- **Problem description**: Set every entry down again exactly, omitting none.

[Stored data]
━━━
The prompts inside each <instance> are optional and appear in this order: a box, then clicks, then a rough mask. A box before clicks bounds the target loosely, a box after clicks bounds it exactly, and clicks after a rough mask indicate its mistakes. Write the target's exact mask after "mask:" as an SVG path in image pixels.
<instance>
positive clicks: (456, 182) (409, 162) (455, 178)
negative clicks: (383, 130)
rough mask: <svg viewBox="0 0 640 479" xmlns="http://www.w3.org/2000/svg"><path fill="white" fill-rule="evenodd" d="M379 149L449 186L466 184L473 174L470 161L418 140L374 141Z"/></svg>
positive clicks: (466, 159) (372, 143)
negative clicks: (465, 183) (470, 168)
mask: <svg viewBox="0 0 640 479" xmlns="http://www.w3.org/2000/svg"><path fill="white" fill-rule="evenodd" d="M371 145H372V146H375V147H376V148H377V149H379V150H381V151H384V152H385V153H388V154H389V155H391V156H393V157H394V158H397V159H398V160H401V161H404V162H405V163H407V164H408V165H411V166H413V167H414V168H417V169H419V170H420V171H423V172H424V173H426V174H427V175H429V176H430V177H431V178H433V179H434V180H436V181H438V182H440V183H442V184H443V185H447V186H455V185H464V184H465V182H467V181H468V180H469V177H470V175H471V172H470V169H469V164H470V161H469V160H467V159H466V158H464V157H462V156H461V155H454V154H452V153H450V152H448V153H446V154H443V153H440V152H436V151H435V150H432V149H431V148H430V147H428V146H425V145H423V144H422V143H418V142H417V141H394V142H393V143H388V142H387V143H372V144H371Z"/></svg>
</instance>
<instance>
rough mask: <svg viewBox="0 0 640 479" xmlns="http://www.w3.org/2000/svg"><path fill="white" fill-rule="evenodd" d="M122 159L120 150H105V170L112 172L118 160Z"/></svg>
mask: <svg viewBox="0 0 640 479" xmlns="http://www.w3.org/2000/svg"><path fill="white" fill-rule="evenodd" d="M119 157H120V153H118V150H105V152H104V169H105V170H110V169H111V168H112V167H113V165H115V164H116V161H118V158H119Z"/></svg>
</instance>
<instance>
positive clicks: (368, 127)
━━━
- **Solution below**:
The prompts inside each <instance> are optional and appear in this order: a box, then clicks, then a rough mask. A box before clicks bounds the target loosely, a box after clicks bounds it exactly, and clicks after a rough mask indicate its mistakes. Write the target's exact mask after "mask:" as an SVG path in image pixels.
<instance>
positive clicks: (456, 182) (409, 162) (455, 178)
negative clicks: (383, 130)
rough mask: <svg viewBox="0 0 640 479" xmlns="http://www.w3.org/2000/svg"><path fill="white" fill-rule="evenodd" d="M379 149L449 186L466 184L473 174L470 161L418 140L374 141Z"/></svg>
positive clicks: (466, 159) (372, 143)
negative clicks: (465, 183) (470, 168)
mask: <svg viewBox="0 0 640 479" xmlns="http://www.w3.org/2000/svg"><path fill="white" fill-rule="evenodd" d="M371 145H372V146H375V147H376V148H377V149H379V150H381V151H384V152H385V153H388V154H389V155H391V156H393V157H394V158H397V159H398V160H401V161H404V162H405V163H407V164H408V165H411V166H413V167H414V168H417V169H419V170H420V171H423V172H424V173H426V174H427V175H429V176H430V177H431V178H433V179H434V180H436V181H438V182H440V183H442V184H443V185H447V186H455V185H464V184H465V182H467V181H468V180H469V177H470V175H471V172H470V169H469V164H470V161H469V160H467V159H466V158H464V157H462V156H461V155H454V154H452V153H450V152H448V153H446V154H443V153H440V152H436V151H435V150H432V149H431V148H430V147H428V146H425V145H423V144H422V143H418V142H417V141H394V142H393V143H388V142H387V143H372V144H371Z"/></svg>
</instance>
<instance>
rough mask: <svg viewBox="0 0 640 479" xmlns="http://www.w3.org/2000/svg"><path fill="white" fill-rule="evenodd" d="M122 159L120 150H105V170L112 172L118 160Z"/></svg>
mask: <svg viewBox="0 0 640 479" xmlns="http://www.w3.org/2000/svg"><path fill="white" fill-rule="evenodd" d="M119 157H120V153H118V150H105V152H104V169H105V170H110V169H111V168H112V167H113V165H115V164H116V161H118V158H119Z"/></svg>
</instance>
<instance>
positive clicks: (368, 127)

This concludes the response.